Start Recorded information

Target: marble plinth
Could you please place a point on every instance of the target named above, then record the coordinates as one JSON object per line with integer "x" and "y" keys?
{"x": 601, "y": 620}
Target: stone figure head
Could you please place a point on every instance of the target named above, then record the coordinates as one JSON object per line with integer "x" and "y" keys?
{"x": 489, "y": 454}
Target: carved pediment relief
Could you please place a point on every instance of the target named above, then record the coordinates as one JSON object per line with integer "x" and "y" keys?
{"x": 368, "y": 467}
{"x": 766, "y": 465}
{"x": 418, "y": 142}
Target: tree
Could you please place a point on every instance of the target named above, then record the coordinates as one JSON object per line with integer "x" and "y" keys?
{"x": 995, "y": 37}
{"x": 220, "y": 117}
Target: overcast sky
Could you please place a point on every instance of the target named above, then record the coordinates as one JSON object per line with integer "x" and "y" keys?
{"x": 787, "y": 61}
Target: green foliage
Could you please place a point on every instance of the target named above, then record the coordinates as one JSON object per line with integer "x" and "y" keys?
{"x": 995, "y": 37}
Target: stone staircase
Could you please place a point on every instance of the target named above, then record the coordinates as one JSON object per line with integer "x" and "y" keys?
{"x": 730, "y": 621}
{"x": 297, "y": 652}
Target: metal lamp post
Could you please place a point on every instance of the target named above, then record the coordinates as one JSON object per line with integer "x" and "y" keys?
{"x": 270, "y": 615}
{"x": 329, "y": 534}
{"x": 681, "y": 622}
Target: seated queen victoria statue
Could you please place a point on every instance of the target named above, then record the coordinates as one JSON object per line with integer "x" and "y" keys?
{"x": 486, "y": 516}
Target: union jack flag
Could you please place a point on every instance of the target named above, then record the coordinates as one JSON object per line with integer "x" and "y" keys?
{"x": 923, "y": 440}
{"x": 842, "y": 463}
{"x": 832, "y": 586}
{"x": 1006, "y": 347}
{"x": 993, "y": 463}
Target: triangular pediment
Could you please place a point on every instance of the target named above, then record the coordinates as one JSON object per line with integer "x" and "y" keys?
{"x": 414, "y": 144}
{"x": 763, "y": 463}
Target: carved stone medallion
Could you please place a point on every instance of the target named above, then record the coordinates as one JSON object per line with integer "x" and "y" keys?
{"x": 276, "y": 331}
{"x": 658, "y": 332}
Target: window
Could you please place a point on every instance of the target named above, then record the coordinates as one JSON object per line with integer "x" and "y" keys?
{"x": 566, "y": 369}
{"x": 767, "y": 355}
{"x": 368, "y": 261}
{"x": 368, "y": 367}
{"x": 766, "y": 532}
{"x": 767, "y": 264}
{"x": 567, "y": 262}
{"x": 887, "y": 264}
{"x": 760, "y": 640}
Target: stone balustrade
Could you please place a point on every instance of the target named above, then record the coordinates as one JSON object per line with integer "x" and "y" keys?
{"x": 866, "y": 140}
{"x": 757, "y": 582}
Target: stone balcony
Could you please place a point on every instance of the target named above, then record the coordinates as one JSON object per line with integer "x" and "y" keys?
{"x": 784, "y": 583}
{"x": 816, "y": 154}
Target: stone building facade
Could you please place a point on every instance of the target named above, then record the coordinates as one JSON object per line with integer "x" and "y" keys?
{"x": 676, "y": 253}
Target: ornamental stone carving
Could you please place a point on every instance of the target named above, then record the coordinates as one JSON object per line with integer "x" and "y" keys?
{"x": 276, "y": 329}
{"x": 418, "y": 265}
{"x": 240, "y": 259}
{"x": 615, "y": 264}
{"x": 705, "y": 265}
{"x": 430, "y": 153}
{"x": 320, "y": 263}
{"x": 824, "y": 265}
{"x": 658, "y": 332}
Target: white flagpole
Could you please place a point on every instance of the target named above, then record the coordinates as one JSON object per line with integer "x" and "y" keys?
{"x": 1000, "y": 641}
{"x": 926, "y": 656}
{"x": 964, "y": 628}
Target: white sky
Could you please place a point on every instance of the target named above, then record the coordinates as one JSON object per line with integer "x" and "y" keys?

End Recorded information

> The exercise
Print again each line of the listing above, exactly as it appears.

> Complete answer
Target: marble plinth
Could you please place a point on every instance of the target named above, then record the coordinates as one JSON object per line with integer "x" and "y" keys?
{"x": 601, "y": 620}
Target: stone figure head
Could you please place a point on every instance of the target named above, then record the coordinates as one JSON object per line with integer "x" and "y" keys?
{"x": 489, "y": 454}
Target: carved pediment relief
Could you please place a point on every instance of the target named above, then record the coordinates as one JSON object per line with integer "x" and "y" keys?
{"x": 368, "y": 467}
{"x": 766, "y": 465}
{"x": 418, "y": 142}
Target: tree
Could you please place a point on every instance of the target named above, then record the coordinates as one JSON object per line with integer "x" and "y" keys?
{"x": 995, "y": 37}
{"x": 220, "y": 117}
Target: overcast sky
Could you please place a point on every instance of the target named above, then record the coordinates as one JSON object per line with integer "x" and "y" keys?
{"x": 787, "y": 61}
Target: green foliage
Could you please place a point on every instance of the target named above, then record the coordinates as one JSON object per line with integer "x" and "y" keys?
{"x": 995, "y": 37}
Target: stone staircase
Could you please place a point on every instance of the target named above, then record the coordinates as one JSON object per line with integer "x" and "y" keys?
{"x": 730, "y": 621}
{"x": 297, "y": 652}
Target: metal lamp post
Could you please place a point on every instance of the target named above, then record the coordinates as one JSON object per line with integer "x" and "y" keys?
{"x": 270, "y": 615}
{"x": 329, "y": 534}
{"x": 681, "y": 622}
Target: seated queen victoria statue
Could you please place a point on every instance of the target named above, then record the coordinates as one JSON object per line with integer "x" and "y" keys?
{"x": 486, "y": 516}
Target: union jack flag
Could you please place a point on every instance of the target named above, then record the coordinates as one JSON object per line with integer "x" and "y" keys?
{"x": 923, "y": 440}
{"x": 842, "y": 463}
{"x": 832, "y": 586}
{"x": 1006, "y": 347}
{"x": 993, "y": 463}
Target: triangular pediment
Could you please place a point on every instance of the target named above, then record the coordinates as one JSON object per line with integer "x" and "y" keys?
{"x": 414, "y": 144}
{"x": 763, "y": 463}
Target: carved stone medallion
Could you please place a point on every instance of the target named above, then record the coordinates as one JSON object per line with integer "x" and "y" keys?
{"x": 276, "y": 331}
{"x": 658, "y": 332}
Target: window
Could you please place a point on every instance of the target named above, then record the coordinates as one JSON object per line with integer "x" and "y" keys?
{"x": 566, "y": 369}
{"x": 767, "y": 355}
{"x": 368, "y": 261}
{"x": 368, "y": 367}
{"x": 766, "y": 532}
{"x": 767, "y": 264}
{"x": 567, "y": 262}
{"x": 887, "y": 264}
{"x": 760, "y": 640}
Target: stone balustrade
Could you please place a point on every instance of the target named above, then record the coordinates as one JSON object per line with integer "x" and "y" keys?
{"x": 866, "y": 140}
{"x": 757, "y": 582}
Target: stone balcony
Could you please place a point on every instance of the target named above, then record the coordinates as one JSON object per line with integer "x" and "y" keys?
{"x": 784, "y": 583}
{"x": 816, "y": 154}
Target: stone building facade
Could you please place a point on every instance of the target named above, then record the coordinates as one JSON object per line with integer "x" and "y" keys?
{"x": 676, "y": 253}
Target: ornamental stone carving
Could you please place a point on every instance of the target named above, then record the coordinates as one JSON object per line with integer "x" and "y" keys?
{"x": 276, "y": 329}
{"x": 418, "y": 265}
{"x": 240, "y": 259}
{"x": 615, "y": 264}
{"x": 705, "y": 265}
{"x": 430, "y": 153}
{"x": 320, "y": 263}
{"x": 824, "y": 265}
{"x": 658, "y": 332}
Target: white flagpole
Could you please place a point on every instance of the target named above, then record the coordinates as one JSON object per line with integer "x" and "y" keys?
{"x": 1000, "y": 641}
{"x": 926, "y": 656}
{"x": 964, "y": 628}
Target: white sky
Could you please place a point on every instance of the target named above, then record the coordinates as one JSON object per line with integer "x" and "y" keys?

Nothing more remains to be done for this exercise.